::: Given passage :::
But one does not have to look to foreign countries for such diversity. Even within the United States one can observe cultures and societies that have held to each of these positions. The Puritans in Massachusetts in the 1600’s, for example, believed that government should have the final authority in child-rearing: “Parents were expected to teach their children the principles of religion and the fundamental laws. However, because a child’s salvation was at stake, child rearing was too important to leave to unsupervised parents. Far more than the schools and government do today, Puritan authorities oversaw the upbringing and education of children.”[iv]

In contrast, many Native American families feature “extensive involvement of extended family members in childrearing. Involved caregivers ranged from aunts and uncles to great-grandparents….Native American family values most often demand cross-group relational behavior, instead of autonomy and independence, and extended family systems strongly promote interdependence.” To many Native Americans, “Child rearing is a collective responsibility with ingrained cultural traditions governing everything from respecting one’s elders to individual character.”[v] McClellan Hall, Executive Director of the National Indian Youth Leadership Project, has also noted that, in many Native American groups, children belonged to their community, not simply their birth parents: “The understanding that it takes a village to raise a child…was the norm in Native communities. There was no concept of other people’s children. A child was regarded as a gift from the Creator and members of the community shared responsibility for the upbringing.”[vi]

In sharp contrast to both the Puritan and Native American concepts of family (as well as HSLDA’s, as we shall soon see) stands John Holt, one of the early pioneers of homeschooling in the United States. Holt rejected the concept of the nuclear family: “Not only is the modern nuclear family a very bad model of adult and social life, because it is so incomplete and distorted, but it is its isolation from the world that creates the need for models.”[vii] Holt did not see this rejection as radical; rather, he saw the nuclear family concept itself as radical, even ahistorical: “The family we talk so much about preserving,” he said, is “a modern invention.”[viii] While Holt leaned more towards a community concept of child-rearing — “What we need is to recreate the extended family” — he believed that children belong to themselves and thus should have the autonomy to determine what or who that extended family involved: “We need to allow, encourage, and help young people create extended families of their own.”[ix]

In terms of anthropology and history, therefore, there is no single model — nor even a monolithic “American” model — for answering to whom children belong. Instead there are multiple, diverse, and conflicting answers. The purpose of this present exposition is to accurately chart Home School Legal Defense Association (HSLDA)’s answer. From charting their answer we can extrapolate their philosophy of parental rights and better understand their opposition to children’s rights.
:::
Given task: Rewrite the stretch of the child-rearing passage from "In terms of" through "to children’s rights.", putting "sociology" in place of "anthropology".
::: Dataset records :::
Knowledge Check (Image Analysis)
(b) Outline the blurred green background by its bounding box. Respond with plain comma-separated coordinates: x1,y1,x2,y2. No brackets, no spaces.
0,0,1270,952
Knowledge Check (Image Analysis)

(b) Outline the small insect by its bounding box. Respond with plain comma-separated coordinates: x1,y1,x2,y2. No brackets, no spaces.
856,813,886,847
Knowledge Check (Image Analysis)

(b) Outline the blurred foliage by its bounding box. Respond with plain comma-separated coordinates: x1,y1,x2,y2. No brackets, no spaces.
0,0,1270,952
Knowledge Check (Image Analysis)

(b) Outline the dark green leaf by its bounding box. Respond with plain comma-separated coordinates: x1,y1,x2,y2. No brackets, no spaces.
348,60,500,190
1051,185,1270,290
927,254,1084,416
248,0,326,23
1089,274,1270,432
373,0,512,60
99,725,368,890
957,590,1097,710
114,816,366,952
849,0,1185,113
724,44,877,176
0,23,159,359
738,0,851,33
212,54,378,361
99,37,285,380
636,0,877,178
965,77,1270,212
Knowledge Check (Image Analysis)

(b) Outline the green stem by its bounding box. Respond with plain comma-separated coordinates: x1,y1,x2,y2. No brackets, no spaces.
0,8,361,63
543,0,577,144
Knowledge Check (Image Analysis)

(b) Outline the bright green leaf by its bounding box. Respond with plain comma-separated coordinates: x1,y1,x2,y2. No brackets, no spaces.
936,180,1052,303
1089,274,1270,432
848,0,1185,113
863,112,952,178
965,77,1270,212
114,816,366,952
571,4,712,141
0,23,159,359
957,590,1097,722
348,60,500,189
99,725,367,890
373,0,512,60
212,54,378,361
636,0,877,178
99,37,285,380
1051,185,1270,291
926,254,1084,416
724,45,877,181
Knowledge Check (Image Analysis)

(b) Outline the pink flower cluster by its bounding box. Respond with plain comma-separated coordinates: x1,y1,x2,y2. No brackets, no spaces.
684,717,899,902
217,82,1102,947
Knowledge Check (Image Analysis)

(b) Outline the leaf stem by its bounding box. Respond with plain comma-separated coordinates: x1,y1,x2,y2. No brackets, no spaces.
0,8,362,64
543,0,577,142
:::
::: Dataset records :::
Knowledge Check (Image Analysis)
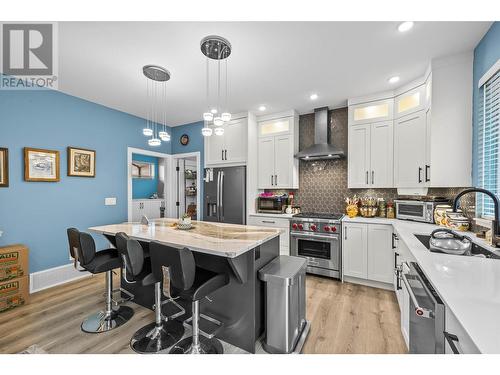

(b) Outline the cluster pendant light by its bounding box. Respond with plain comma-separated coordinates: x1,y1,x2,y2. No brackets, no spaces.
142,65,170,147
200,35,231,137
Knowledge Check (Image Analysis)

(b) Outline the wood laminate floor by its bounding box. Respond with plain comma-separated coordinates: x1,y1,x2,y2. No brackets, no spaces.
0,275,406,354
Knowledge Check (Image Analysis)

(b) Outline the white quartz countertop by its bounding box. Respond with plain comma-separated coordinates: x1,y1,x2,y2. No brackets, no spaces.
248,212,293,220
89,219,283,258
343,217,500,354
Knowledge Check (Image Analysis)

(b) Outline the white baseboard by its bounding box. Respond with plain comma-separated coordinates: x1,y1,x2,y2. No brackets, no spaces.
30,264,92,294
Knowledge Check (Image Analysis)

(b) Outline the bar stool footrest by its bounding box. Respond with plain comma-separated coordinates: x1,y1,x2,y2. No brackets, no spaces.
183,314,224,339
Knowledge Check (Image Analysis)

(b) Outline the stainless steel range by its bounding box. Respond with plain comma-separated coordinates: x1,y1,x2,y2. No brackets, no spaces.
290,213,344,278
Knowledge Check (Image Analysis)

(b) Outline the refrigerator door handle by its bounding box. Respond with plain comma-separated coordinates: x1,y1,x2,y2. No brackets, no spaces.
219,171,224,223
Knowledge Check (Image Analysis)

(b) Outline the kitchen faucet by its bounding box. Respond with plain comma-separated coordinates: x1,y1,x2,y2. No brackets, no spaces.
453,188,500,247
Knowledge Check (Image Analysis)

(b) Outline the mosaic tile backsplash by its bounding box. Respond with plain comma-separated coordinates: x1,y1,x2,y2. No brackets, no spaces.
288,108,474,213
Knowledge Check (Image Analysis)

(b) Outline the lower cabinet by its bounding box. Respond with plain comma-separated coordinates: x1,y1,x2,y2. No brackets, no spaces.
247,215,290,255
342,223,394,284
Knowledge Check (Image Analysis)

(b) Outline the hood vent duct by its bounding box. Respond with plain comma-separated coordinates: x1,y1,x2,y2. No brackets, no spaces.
:::
Solution:
In terms of sociology and history, therefore, there is no single model — nor even a monolithic “American” model — for answering to whom children belong. Instead there are multiple, diverse, and conflicting answers. The purpose of this present exposition is to accurately chart Home School Legal Defense Association (HSLDA)’s answer. From charting their answer we can extrapolate their philosophy of parental rights and better understand their opposition to children’s rights.